Exercise aim — Copy, from the entries below, each line where the word "tattoo" can be found.

Records provided —
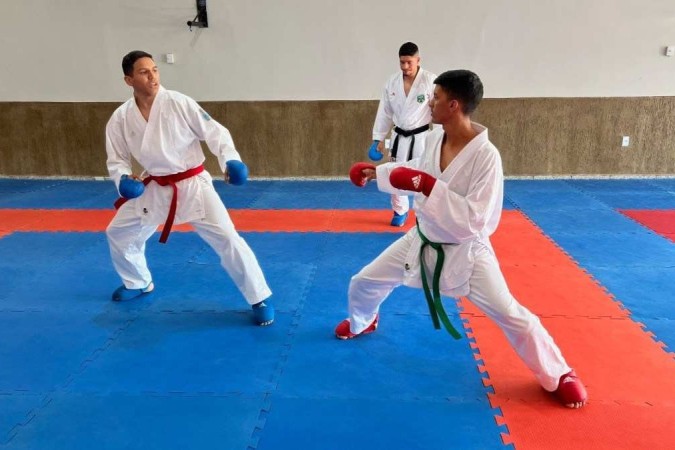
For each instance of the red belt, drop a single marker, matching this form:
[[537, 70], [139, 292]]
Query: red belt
[[167, 180]]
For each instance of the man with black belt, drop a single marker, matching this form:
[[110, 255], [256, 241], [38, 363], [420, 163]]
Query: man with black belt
[[404, 106], [162, 130], [459, 188]]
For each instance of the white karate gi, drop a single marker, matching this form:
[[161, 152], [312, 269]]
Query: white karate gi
[[168, 143], [464, 208], [406, 112]]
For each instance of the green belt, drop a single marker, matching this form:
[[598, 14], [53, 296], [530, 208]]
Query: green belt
[[434, 301]]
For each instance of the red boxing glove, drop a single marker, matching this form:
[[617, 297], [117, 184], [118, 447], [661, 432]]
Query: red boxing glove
[[356, 173], [412, 180]]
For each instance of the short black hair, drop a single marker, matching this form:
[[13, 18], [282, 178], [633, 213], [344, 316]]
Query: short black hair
[[131, 58], [464, 86], [408, 49]]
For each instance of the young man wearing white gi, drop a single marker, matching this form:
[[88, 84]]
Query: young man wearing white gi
[[162, 130], [458, 185], [404, 106]]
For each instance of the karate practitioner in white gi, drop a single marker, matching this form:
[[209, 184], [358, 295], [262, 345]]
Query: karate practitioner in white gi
[[405, 107], [162, 130], [458, 186]]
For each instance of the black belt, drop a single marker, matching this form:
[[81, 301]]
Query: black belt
[[406, 133]]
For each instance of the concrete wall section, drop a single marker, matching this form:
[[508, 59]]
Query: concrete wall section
[[536, 136]]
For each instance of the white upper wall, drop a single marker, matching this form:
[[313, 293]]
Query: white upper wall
[[71, 50]]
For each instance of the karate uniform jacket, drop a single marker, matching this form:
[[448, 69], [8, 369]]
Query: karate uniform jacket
[[463, 208], [406, 112], [168, 143]]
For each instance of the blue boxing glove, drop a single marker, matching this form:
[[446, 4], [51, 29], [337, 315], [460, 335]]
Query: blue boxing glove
[[373, 153], [237, 172], [130, 187]]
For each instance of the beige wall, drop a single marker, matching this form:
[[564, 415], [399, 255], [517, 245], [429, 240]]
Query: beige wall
[[70, 50], [536, 136]]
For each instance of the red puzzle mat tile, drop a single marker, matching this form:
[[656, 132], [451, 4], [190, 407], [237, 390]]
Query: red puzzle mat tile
[[629, 376], [661, 221]]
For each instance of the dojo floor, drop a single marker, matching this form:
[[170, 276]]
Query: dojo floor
[[184, 368]]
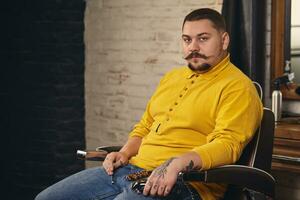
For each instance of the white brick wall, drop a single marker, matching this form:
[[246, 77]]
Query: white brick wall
[[130, 44]]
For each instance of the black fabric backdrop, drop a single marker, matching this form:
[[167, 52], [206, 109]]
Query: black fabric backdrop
[[246, 24]]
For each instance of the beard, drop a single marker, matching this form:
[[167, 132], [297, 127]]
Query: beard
[[199, 68]]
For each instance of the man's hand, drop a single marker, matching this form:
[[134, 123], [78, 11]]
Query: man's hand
[[114, 160], [162, 179]]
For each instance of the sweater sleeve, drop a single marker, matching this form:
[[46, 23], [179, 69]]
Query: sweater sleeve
[[237, 118]]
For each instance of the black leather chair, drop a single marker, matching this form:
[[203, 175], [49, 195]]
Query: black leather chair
[[249, 178]]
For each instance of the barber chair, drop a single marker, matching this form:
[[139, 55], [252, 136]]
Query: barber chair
[[247, 179]]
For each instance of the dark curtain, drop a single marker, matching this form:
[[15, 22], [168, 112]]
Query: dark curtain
[[246, 25]]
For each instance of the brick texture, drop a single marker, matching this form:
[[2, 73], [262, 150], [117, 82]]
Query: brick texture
[[130, 44]]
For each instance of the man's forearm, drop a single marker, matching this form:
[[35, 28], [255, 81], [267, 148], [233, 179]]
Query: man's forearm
[[189, 161], [132, 146]]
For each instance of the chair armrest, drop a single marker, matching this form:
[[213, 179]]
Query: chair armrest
[[109, 149], [97, 155], [249, 177]]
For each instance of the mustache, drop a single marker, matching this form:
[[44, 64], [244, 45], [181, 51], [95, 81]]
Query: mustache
[[196, 54]]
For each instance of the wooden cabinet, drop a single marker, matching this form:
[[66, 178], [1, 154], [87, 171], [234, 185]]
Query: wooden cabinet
[[286, 151]]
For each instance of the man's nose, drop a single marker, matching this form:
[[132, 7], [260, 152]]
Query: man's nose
[[194, 46]]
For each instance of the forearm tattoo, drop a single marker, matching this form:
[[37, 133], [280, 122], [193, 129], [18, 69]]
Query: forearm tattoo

Answer below —
For each instance of the forearm tattoo, drop a single marker, matching this form:
Query: forearm tattoo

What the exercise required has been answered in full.